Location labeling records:
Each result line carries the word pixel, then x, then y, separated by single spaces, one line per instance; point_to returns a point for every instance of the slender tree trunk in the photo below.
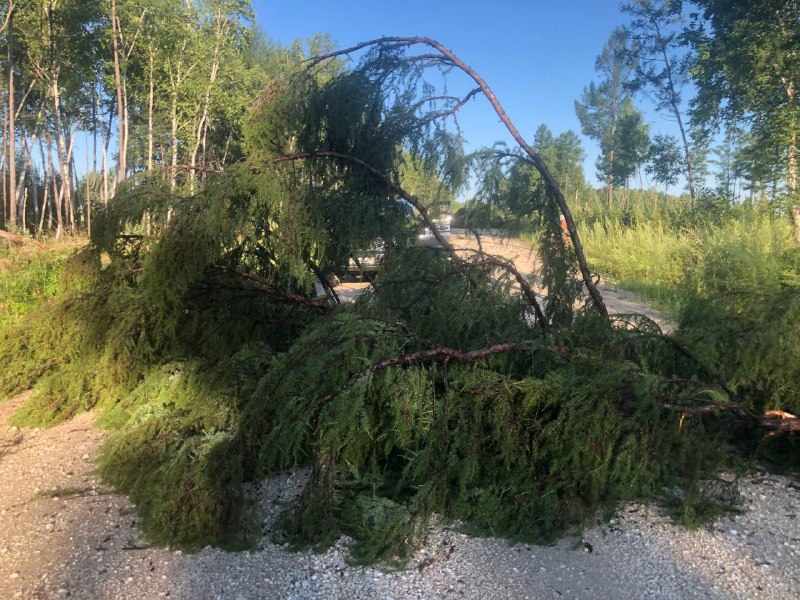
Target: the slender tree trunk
pixel 676 111
pixel 174 138
pixel 150 103
pixel 87 202
pixel 45 186
pixel 106 143
pixel 12 158
pixel 4 176
pixel 56 194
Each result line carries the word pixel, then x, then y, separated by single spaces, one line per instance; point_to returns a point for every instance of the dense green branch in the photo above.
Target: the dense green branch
pixel 558 196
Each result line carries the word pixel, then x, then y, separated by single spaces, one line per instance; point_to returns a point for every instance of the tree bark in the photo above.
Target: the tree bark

OBJECTIVE: Rewrite the whole listing above with every "Target" changed to "Object" and everything else unchanged. Leave the pictures out.

FULL SOLUTION:
Each result line carries the word pixel, then x, then y, separated by single spaces, one line per instance; point_to returns a point for every instance of the slender tree trunk in the photo below.
Object: the slender tree trunk
pixel 676 111
pixel 174 138
pixel 150 103
pixel 87 202
pixel 45 186
pixel 106 143
pixel 12 158
pixel 4 176
pixel 56 194
Each result line carries the word pixel, then x, then y, separated by single spaces, one line per instance; point_to returns a point for every instance of the dense green branch in the photo above.
Object: the dense green branch
pixel 558 196
Each result line carries the word pixel, then x, then y, separated by single spaces, one line per instance; point_to returns a point for every instance of the tree bark in the photo above.
Object: the tree bark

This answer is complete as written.